Stated exercise:
Print all of the data exactly as written.

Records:
::::

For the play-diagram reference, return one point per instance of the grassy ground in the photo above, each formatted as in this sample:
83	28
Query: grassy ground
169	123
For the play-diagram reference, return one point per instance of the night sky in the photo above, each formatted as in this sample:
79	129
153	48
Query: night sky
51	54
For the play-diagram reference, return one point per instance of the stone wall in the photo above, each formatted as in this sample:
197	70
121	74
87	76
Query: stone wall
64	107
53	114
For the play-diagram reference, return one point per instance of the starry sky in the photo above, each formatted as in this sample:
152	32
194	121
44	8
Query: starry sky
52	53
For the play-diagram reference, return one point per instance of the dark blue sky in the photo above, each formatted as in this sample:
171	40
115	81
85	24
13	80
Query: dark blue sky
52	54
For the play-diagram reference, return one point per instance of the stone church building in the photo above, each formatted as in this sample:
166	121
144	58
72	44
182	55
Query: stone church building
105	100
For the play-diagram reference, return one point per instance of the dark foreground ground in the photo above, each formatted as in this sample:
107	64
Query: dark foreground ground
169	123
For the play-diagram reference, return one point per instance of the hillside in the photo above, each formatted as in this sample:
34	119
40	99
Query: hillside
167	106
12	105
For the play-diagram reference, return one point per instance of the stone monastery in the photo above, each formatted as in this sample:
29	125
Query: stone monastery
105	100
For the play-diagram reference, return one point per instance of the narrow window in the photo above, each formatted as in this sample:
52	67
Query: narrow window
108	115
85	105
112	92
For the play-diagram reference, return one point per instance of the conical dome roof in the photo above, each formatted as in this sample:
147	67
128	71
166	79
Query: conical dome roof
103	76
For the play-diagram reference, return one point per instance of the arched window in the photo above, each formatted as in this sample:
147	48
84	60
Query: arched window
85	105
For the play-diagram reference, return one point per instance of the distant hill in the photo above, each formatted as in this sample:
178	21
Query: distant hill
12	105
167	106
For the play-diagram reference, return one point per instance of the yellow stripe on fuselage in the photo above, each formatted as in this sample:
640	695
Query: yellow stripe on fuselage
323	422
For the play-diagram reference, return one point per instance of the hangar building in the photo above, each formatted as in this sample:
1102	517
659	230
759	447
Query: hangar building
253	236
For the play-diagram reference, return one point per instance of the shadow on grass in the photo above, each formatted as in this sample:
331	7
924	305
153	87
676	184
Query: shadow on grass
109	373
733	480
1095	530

::::

Result for this task:
For the play-diagram reference, return one point per instance of the grassy ground in the photo above, each formatted as in this sample:
83	28
Query: grassy ground
169	123
For the play-diagram reference, return one point per instance of the night sky in the photo above, each formatted as in this sample:
79	129
153	48
Query: night sky
51	54
For the play-diagram reference, return one point per instance of the stone wall in the photo above, each formatted as in this sample:
197	70
121	74
87	76
Query: stone wall
64	107
53	114
For the play-diagram reference, return one point per instance of the starry sky in the photo above, each formatted as in this sample:
152	32
194	121
44	8
Query: starry sky
52	53
For the play-diagram reference, return one point per instance of the dark blue sky in the photo above, each formatted as in this sample:
171	40
115	81
85	24
13	80
Query: dark blue sky
52	54
For the play-diagram reference, return one point per instance of the stone church building in the photo above, each formatted as in this sample:
166	121
144	58
72	44
182	55
Query: stone church building
105	100
For the play-diagram reference, return one point per instance of the dark foreground ground in the photo above, each formatted as in this sample:
107	64
Query: dark foreground ground
169	123
For the play-diagram reference, return one point per instance of the hillside in the photo above, each formatted as in this sample:
34	119
40	99
Query: hillside
167	106
12	105
For the play-diagram reference, return one point per instance of the stone monastery in the photo above, each formatted as in this sample:
29	125
Query: stone monastery
105	100
For the play-diagram reference, return one point per instance of the narrow window in the photo above, each formatted as in this sample:
52	67
Query: narrow window
108	115
85	105
112	92
For the play-diagram reference, return one point per instance of the conical dome roof in the photo above, each formatted as in this sample:
147	67
128	71
166	79
Query: conical dome roof
103	76
For the play-diagram reference, return one point per instance of the arched window in the photo above, each formatted as in this sample:
147	48
84	60
Query: arched window
85	105
For the play-diagram reference, return one point per instance of the distant hill in the photo above, each formatted as in this sample:
178	21
Query: distant hill
12	105
167	106
For the play-diagram reference, return one point per instance of the yellow stripe on fuselage in the photo above, each formatted as in this sample:
640	695
Query: yellow stripe on fuselage
323	422
For the play-diagram reference, return one point per instance of the hangar building in the photo above, each formatted as in this sample:
1102	517
659	230
759	447
Query: hangar building
253	236
For the play-diagram reference, return one point per instance of the shadow on grass in the photo above, each formatted as in this sample:
331	7
924	305
153	87
676	184
Query: shadow on grass
109	373
733	480
1095	530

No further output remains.